--- Written task 1 ---
Duplicate everything in the garden sunlight passage from "Why Garden Plants" down to "since being domesticated.".
--- Written task 2 ---
Finish out the next part of the text on why garden plants need so much sunlight, starting after its last sentence.

--- Given passage ---

"""

Why Garden Plants Need So Much

There are three reasons your garden plants need so much direct sunlight: 1) garden plants’ natures as annuals, 2) our expectations for their production, and 3) how they’ve been treated and have adapted since being domesticated.

The Reasons

First, except asparagus and rhubarb, common garden plants are either annuals, only growing for one year, or grown as annuals. Most annuals, by their nature, need lots of sunlight, as much as possible, with few exceptions. As annuals, their adaptive strategy is to take in massive amounts of energy to produce enough seeds to sprout the next year. It’s how annuals work: Dying after one year of growth means that creating seeds for the next year is essential to long-term survival. There are no second chances for a year of inadequate sunlight. Plus, needing to start over each year often means competing with established vegetation to get established. Many annuals adapted to this by making super energy-dense seeds to give their seedlings as much of a boost as possible in this competition, making massive amounts of direct sunlight even more critical to their survival.

Second, ever since the beginning of their domestication, we humans have been expecting, and selecting for, the most productive plants. We don’t want our garden plants to merely survive, just barely making enough seed to reproduce themselves the next year. We want them to thrive! We want large broccoli heads, full ears of corn on tall stalks, and full-bodied pumpkins, rich in flavor. Although our horticultural ancestors carefully selected for these desired traits year after year, the trade-off is that it takes massive amounts of sunlight for plants to meet these desires.

"""

--- Record set ---
"""

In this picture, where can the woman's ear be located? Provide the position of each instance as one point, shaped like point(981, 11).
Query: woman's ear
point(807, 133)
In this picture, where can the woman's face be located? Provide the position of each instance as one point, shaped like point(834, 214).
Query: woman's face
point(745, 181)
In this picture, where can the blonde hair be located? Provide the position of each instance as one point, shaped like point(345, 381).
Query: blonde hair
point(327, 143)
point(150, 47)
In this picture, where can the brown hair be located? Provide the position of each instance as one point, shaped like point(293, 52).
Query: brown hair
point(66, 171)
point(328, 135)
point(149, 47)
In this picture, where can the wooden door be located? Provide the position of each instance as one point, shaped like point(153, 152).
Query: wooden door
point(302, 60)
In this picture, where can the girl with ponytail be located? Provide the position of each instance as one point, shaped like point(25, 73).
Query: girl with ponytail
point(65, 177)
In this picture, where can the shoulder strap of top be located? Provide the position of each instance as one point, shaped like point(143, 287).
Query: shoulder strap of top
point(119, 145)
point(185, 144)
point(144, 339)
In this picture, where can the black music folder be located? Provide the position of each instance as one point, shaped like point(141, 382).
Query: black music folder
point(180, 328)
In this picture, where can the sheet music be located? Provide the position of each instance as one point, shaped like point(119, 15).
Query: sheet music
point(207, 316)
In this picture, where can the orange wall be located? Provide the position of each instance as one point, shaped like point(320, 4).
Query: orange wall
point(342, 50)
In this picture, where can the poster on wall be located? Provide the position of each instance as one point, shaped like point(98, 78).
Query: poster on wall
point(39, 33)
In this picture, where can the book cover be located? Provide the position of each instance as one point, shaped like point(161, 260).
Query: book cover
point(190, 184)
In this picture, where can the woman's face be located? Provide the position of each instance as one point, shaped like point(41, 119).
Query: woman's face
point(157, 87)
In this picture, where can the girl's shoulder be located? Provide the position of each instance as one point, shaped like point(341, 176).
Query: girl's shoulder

"""

--- Exercise answer 1 ---
Why Garden Plants Need So Much

There are three reasons your garden plants need so much direct sunlight: 1) garden plants’ natures as annuals, 2) our expectations for their production, and 3) how they’ve been treated and have adapted since being domesticated.

--- Exercise answer 2 ---
Third, our horticultural ancestors realized over time they could reach these desires, not just through selection but also, through limiting or eliminating competition for light, water, and soil space by clearing areas and spacing plants ideal distances apart. As such, our garden plants have been domesticated for hundreds and, in most cases, thousands of years to grow in cleared areas of bare soil with tons of sunlight. When your garden plot is surrounded by hundreds of similar garden plots, that’s the nature of it; there is sun from unobstructed horizon to unobstructed horizon. And that is the environment in which most, if not all, of our garden plants were domesticated and have adapted to over those many, many years.

Imagine Growing Garden Plants in Your Lawn

To get a better idea of what it takes for a plant to grow from seed each year, imagine trying to establish your vegetable patch amongst your existing lawn—just planting your seed right in your grass—or, even better, in an existing field where the dead, dried grasses and forbs from the previous year are already two-to-five feet tall and will quickly add new growth to those heights again. Your vegetables would languish tremendously, right? If they’d even sprout, they wouldn’t make it past being paltry seedlings. The already-established plants would shade them out, never giving them a chance to grow. Even if somehow they got started, they’d be outcompeted for sun, water, and soil space by the existing plants and end up being stunted miniatures of their otherwise proud selves.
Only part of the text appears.